§ **Check your understanding**
• A. In the passage on the Dover ruling, rewrite the paragraph beginning "Those who disagree with our holding" as a short bulleted list that keeps its main facts.
• B. Answer these questions from the passage on the Dover ruling, one line each:
(i) What creature did Wilson sketch?
(ii) Who dismissed "intelligent design" first, before the federal trial court?
(iii) According to Judge Jones, what kind of organization aided the school board faction?
• C. Go on with the passage on the Dover ruling from the point where it stops.

START Page excerpt

The Biologist E. O. Wilson sketch of an antHis sketch of an ant for Katherine, on her show script [Brendan Greeley]

 

The grand living master of life sciences Edward O. Wilson didn’t need Judge Jones’ decision Tuesday in Dover, PA’s “second Scopes trial” to persuade him of Charles Darwin and evolution.

But we will count Wednesday evening on Professor Wilson, a field biologist who did as much for ants as Jonah did for whales, to interpret the sweeping dismissal of the “intelligent design” alternative to Darwin–first by the Dover voters last month, and now by the Federal trial court.

Not just the pseudo-science but also the political manipulations and misrepresentations of the ID movement have been heaved decisively out of the courts of both law and public opinion.

Could it be that the long American war on Darwin is over?

Judge Jones writes:

Those who disagree with our holding will likely mark it as the product of an activist judge. If so, they will have erred as this is manifestly not an activist Court. Rather, this case came to us as the result of the activism of an ill-informed faction on a school board, aided by a national public interest law firm eager to find a constitutional test case on ID, who in combination drove the Board to adopt an imprudent and ultimately unconstitutional policy. The breathtaking inanity of the Board’s decision is evident when considered against the factual backdrop which has now been fully revealed through this trial. The students, parents, and teachers of the Dover Area School District deserved better than to be dragged into this legal maelstrom, with its resulting utter waste of monetary and personal resources.

END Page excerpt
START Listed records

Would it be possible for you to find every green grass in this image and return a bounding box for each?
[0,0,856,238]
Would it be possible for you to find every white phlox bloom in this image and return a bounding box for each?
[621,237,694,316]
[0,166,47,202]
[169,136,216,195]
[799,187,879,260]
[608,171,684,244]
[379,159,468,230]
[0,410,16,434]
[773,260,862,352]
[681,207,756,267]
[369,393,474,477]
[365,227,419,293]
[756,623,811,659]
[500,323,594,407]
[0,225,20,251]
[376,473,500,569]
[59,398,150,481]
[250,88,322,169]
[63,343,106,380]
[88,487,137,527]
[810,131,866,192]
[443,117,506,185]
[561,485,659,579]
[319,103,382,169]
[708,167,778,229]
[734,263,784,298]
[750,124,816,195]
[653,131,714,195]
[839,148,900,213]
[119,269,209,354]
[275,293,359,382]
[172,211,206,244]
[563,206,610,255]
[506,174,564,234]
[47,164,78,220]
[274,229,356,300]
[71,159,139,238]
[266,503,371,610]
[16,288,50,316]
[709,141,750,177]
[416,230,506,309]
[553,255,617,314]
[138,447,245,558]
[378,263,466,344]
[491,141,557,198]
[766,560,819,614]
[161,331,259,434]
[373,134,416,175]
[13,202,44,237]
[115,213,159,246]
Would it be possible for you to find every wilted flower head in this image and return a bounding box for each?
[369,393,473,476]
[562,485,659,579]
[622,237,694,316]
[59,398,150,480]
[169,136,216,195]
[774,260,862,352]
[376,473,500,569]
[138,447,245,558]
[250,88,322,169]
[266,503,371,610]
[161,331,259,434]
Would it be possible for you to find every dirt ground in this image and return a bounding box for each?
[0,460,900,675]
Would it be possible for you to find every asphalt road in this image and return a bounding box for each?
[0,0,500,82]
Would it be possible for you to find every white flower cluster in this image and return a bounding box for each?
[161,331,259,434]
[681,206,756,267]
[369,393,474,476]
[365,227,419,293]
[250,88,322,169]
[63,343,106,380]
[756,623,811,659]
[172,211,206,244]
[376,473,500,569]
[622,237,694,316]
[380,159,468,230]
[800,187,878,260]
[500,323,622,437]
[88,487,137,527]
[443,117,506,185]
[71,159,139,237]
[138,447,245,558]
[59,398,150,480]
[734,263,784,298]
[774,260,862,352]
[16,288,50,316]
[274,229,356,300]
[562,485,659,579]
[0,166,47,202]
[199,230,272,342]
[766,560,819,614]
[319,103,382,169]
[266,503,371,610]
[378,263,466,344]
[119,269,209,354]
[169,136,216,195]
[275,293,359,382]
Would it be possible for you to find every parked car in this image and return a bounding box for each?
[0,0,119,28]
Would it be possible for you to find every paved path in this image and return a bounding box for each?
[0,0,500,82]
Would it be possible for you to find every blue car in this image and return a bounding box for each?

END Listed records

§ **Activity answers**
• A.
- Critics will likely call the ruling the work of an activist judge, but that would be wrong because the court is not activist.
- The case came from the activism of an ill-informed faction on a school board, aided by a national public interest law firm looking for a constitutional test case on ID.
- Together they drove the Board to adopt an imprudent and ultimately unconstitutional policy.
- The facts revealed at trial show the breathtaking inanity of the Board's decision.
- The students, parents, and teachers of the Dover Area School District deserved better than this legal maelstrom, which wasted money and personal resources.

• B.
(i) An ant.
(ii) The Dover voters, last month.
(iii) A national public interest law firm.

• C.
Judge John E. Jones, from his ruling December 20, 2005 in Kitzmiller et. al. v. Dover

In Professor Wilson’s general introduction to Darwin’s four monumental books, now in one volume as From So Simple a Beginning, you can sample two marvellous stylists in high-scientific prose, first Wilson, then Darwin:

Great scientific discoveries are like sunrises. They illuminate first the steeples of the unknown, then its dark hollows. Such expansive influence has been enjoyed by the scientific writings of Charles Darwin. For over 150 years his books… have spread light on the living world and the human condition. They have not lost their freshness: more than any other work in history’s scientific canon, they are both timeless and persistently inspirational…

The revolution in astronomy begun by Nicolaus Copernicus in 1543 proved that Earth is not the center of the universe, nor even the center of the solar system. The revolution begun by Darwin was even more humbling: it showed that humanity is not the center of creation, and not its purpose either. But in freeing our minds from our imagined demigod bondage, even at the price of humility, Darwin turned our attention to the astounding power of the natural creative process and the magnificence of its products.

E. O. Wilson, general introduction, From So Simple a Beginning

There is grandeur in this view of life, with its several powers, having been originally breathed into a few forms or into one; and that, whilst this planet has gone cycling on according to the fixed law of gravity, from so simple a beginning endless forms most beautiful and most wonderful have been, and are being, evolved.”